**ACTION ITEM**.
Search the records for the string "target" and copy every line where it turns up.
:: TASK INPUTS ::
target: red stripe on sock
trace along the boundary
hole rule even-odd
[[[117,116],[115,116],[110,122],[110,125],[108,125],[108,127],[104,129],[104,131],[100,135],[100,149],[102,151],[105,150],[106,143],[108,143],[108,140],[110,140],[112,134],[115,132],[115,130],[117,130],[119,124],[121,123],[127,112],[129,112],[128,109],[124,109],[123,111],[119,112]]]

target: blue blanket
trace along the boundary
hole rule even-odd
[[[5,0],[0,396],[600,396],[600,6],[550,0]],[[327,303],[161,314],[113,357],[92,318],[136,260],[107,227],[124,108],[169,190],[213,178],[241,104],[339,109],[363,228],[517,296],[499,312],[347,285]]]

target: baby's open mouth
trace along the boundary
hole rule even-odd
:::
**REPLY TO THE EXERCISE**.
target: red stripe on sock
target: blue blanket
target: baby's open mouth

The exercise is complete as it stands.